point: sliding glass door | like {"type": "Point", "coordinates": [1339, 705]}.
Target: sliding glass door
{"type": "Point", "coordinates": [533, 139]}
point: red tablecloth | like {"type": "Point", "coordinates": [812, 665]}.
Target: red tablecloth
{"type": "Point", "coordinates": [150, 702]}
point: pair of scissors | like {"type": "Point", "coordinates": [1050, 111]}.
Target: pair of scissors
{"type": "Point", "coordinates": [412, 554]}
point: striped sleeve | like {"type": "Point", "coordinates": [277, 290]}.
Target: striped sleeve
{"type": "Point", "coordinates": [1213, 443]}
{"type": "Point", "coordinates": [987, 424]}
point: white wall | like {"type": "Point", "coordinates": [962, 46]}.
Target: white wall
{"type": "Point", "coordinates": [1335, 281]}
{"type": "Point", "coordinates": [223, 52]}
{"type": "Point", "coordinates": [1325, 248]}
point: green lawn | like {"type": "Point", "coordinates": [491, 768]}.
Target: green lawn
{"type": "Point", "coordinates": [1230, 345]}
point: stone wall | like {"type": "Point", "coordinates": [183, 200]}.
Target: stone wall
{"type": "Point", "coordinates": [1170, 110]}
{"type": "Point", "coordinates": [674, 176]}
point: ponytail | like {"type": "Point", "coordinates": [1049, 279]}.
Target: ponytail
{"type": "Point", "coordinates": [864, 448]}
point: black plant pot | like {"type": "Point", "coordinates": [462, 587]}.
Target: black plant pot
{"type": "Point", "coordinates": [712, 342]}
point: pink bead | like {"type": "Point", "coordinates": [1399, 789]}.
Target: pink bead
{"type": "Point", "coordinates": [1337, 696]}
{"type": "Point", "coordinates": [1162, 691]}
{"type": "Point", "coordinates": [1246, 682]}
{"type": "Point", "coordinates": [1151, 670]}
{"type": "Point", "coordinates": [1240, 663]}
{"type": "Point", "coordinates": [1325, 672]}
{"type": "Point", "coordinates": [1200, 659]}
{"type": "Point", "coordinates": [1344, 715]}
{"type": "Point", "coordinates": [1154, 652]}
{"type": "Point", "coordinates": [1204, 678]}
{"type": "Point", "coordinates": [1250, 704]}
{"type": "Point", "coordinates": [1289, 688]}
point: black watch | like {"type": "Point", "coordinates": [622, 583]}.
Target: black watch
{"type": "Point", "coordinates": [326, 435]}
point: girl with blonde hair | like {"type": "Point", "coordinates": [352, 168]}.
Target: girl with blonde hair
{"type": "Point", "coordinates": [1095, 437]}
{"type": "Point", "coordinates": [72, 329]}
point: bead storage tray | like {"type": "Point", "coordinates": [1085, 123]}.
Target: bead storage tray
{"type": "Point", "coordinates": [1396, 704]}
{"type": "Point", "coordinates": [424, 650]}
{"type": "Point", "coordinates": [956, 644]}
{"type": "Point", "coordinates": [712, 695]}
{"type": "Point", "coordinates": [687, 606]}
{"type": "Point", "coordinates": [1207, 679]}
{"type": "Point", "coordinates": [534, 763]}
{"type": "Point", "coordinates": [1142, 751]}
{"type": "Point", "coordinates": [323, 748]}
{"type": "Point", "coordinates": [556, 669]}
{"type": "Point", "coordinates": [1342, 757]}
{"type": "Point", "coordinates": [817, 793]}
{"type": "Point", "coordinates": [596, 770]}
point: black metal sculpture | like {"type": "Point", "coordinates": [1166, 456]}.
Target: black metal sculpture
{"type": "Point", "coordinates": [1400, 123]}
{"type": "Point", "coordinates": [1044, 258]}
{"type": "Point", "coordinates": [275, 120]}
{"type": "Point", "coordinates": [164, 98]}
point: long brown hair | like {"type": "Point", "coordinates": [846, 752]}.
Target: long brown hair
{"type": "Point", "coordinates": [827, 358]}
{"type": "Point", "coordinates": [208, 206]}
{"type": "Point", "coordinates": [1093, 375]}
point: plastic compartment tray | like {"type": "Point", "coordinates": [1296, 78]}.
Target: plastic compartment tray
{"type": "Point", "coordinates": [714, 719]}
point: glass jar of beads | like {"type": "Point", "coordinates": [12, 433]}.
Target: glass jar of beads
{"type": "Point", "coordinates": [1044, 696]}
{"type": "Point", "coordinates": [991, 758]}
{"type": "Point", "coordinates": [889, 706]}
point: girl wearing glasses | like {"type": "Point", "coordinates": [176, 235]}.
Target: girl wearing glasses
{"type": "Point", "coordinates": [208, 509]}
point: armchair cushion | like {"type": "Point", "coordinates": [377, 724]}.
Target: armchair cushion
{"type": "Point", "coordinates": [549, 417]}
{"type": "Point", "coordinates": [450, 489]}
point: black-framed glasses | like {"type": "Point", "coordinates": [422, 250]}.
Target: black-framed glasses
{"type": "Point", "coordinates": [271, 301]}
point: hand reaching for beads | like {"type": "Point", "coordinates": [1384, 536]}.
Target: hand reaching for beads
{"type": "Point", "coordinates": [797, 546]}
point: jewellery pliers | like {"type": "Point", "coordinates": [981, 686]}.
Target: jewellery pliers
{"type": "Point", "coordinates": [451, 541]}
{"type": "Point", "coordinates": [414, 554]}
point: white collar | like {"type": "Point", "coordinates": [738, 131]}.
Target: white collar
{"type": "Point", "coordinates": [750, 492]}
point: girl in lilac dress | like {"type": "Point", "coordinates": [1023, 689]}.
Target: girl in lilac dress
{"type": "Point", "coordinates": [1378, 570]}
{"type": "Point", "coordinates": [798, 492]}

▶ [AIM OF THE EXERCISE]: Repeat all entries. Match them exactly.

▶ [ANSWER TO THIS EXERCISE]:
point: sliding glass door | like {"type": "Point", "coordinates": [1339, 705]}.
Target: sliding glass door
{"type": "Point", "coordinates": [533, 139]}
point: red tablecloth | like {"type": "Point", "coordinates": [812, 665]}.
Target: red tablecloth
{"type": "Point", "coordinates": [150, 702]}
point: pair of scissors | like {"type": "Point", "coordinates": [1050, 111]}.
Target: pair of scissors
{"type": "Point", "coordinates": [412, 554]}
point: striped sleeve | like {"type": "Point", "coordinates": [277, 290]}.
Target: striped sleeve
{"type": "Point", "coordinates": [1213, 443]}
{"type": "Point", "coordinates": [987, 424]}
point: white wall | like {"type": "Point", "coordinates": [962, 46]}.
Target: white wall
{"type": "Point", "coordinates": [1335, 281]}
{"type": "Point", "coordinates": [223, 52]}
{"type": "Point", "coordinates": [1325, 248]}
point: green lawn | like {"type": "Point", "coordinates": [491, 768]}.
Target: green lawn
{"type": "Point", "coordinates": [1230, 345]}
point: stone wall | like {"type": "Point", "coordinates": [183, 200]}.
Target: stone wall
{"type": "Point", "coordinates": [1170, 110]}
{"type": "Point", "coordinates": [674, 176]}
point: ponytail | like {"type": "Point", "coordinates": [1049, 279]}.
Target: ponytail
{"type": "Point", "coordinates": [864, 448]}
point: black plant pot | like {"type": "Point", "coordinates": [462, 587]}.
Target: black plant pot
{"type": "Point", "coordinates": [712, 342]}
point: pink bead | like {"type": "Point", "coordinates": [1399, 789]}.
Target: pink bead
{"type": "Point", "coordinates": [1337, 696]}
{"type": "Point", "coordinates": [1162, 691]}
{"type": "Point", "coordinates": [1246, 682]}
{"type": "Point", "coordinates": [1151, 670]}
{"type": "Point", "coordinates": [1240, 663]}
{"type": "Point", "coordinates": [1325, 672]}
{"type": "Point", "coordinates": [1200, 659]}
{"type": "Point", "coordinates": [1344, 715]}
{"type": "Point", "coordinates": [1154, 652]}
{"type": "Point", "coordinates": [1204, 678]}
{"type": "Point", "coordinates": [1250, 704]}
{"type": "Point", "coordinates": [1289, 688]}
point: black watch | like {"type": "Point", "coordinates": [622, 583]}.
Target: black watch
{"type": "Point", "coordinates": [326, 435]}
point: girl with blonde hair | like {"type": "Point", "coordinates": [352, 168]}.
Target: girl with blonde hair
{"type": "Point", "coordinates": [1095, 437]}
{"type": "Point", "coordinates": [72, 329]}
point: bead storage tray | like {"type": "Point", "coordinates": [1085, 123]}.
Target: bead storage tray
{"type": "Point", "coordinates": [1396, 704]}
{"type": "Point", "coordinates": [424, 650]}
{"type": "Point", "coordinates": [956, 644]}
{"type": "Point", "coordinates": [712, 695]}
{"type": "Point", "coordinates": [687, 606]}
{"type": "Point", "coordinates": [1207, 679]}
{"type": "Point", "coordinates": [534, 763]}
{"type": "Point", "coordinates": [1142, 751]}
{"type": "Point", "coordinates": [323, 748]}
{"type": "Point", "coordinates": [556, 669]}
{"type": "Point", "coordinates": [1342, 757]}
{"type": "Point", "coordinates": [817, 793]}
{"type": "Point", "coordinates": [596, 770]}
point: black metal sculpture | like {"type": "Point", "coordinates": [1166, 456]}.
Target: black metal sculpture
{"type": "Point", "coordinates": [1400, 123]}
{"type": "Point", "coordinates": [1044, 258]}
{"type": "Point", "coordinates": [275, 120]}
{"type": "Point", "coordinates": [164, 98]}
point: long brown hair | like {"type": "Point", "coordinates": [846, 752]}.
Target: long brown hair
{"type": "Point", "coordinates": [827, 358]}
{"type": "Point", "coordinates": [208, 206]}
{"type": "Point", "coordinates": [1093, 375]}
point: plastic compartment tray | like {"type": "Point", "coordinates": [1296, 78]}.
Target: plastic compartment tray
{"type": "Point", "coordinates": [714, 719]}
point: glass jar of beads | like {"type": "Point", "coordinates": [12, 433]}.
Target: glass jar of beads
{"type": "Point", "coordinates": [1044, 696]}
{"type": "Point", "coordinates": [991, 758]}
{"type": "Point", "coordinates": [889, 706]}
point: girl wearing glasses | like {"type": "Point", "coordinates": [176, 235]}.
Target: girl wearing glasses
{"type": "Point", "coordinates": [208, 509]}
point: armchair cushion | like {"type": "Point", "coordinates": [377, 724]}.
Target: armchair cushion
{"type": "Point", "coordinates": [549, 417]}
{"type": "Point", "coordinates": [450, 489]}
point: black-framed glasses | like {"type": "Point", "coordinates": [422, 250]}.
Target: black-framed glasses
{"type": "Point", "coordinates": [271, 301]}
point: hand reaching for beads | like {"type": "Point", "coordinates": [1384, 536]}.
Target: hand reaching for beads
{"type": "Point", "coordinates": [797, 546]}
point: jewellery pliers | like {"type": "Point", "coordinates": [981, 686]}.
Target: jewellery pliers
{"type": "Point", "coordinates": [451, 541]}
{"type": "Point", "coordinates": [414, 554]}
point: white collar | like {"type": "Point", "coordinates": [738, 131]}.
Target: white collar
{"type": "Point", "coordinates": [750, 492]}
point: girl in lilac dress | like {"type": "Point", "coordinates": [1023, 689]}.
Target: girl in lilac dress
{"type": "Point", "coordinates": [1378, 570]}
{"type": "Point", "coordinates": [798, 492]}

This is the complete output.